[Problem details]
Collect each line of the entries below that contains the word "instance", and copy those lines out in full.

[Information given]

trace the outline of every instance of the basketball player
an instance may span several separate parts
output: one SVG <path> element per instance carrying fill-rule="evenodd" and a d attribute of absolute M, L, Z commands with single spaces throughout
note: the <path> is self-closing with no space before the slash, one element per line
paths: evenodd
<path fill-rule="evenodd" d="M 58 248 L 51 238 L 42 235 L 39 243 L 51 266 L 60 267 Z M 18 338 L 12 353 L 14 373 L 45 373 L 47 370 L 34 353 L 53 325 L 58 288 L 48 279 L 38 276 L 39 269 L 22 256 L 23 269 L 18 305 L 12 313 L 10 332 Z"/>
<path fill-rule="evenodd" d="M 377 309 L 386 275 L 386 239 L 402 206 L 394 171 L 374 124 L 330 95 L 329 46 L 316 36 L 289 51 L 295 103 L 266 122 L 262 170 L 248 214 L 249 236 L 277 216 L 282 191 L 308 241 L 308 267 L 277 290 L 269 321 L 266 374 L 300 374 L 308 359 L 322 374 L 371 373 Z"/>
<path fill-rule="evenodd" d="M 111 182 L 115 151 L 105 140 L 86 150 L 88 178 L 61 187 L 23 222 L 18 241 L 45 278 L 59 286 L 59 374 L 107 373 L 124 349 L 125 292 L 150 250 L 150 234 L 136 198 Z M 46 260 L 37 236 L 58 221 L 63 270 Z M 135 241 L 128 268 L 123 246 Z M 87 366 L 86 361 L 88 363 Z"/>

[Task output]
trace the outline of every instance of the basketball player
an instance may span several separate parts
output: one SVG <path> element per instance carrying fill-rule="evenodd" and a d attribute of absolute M, L, Z commands with single spaces throughout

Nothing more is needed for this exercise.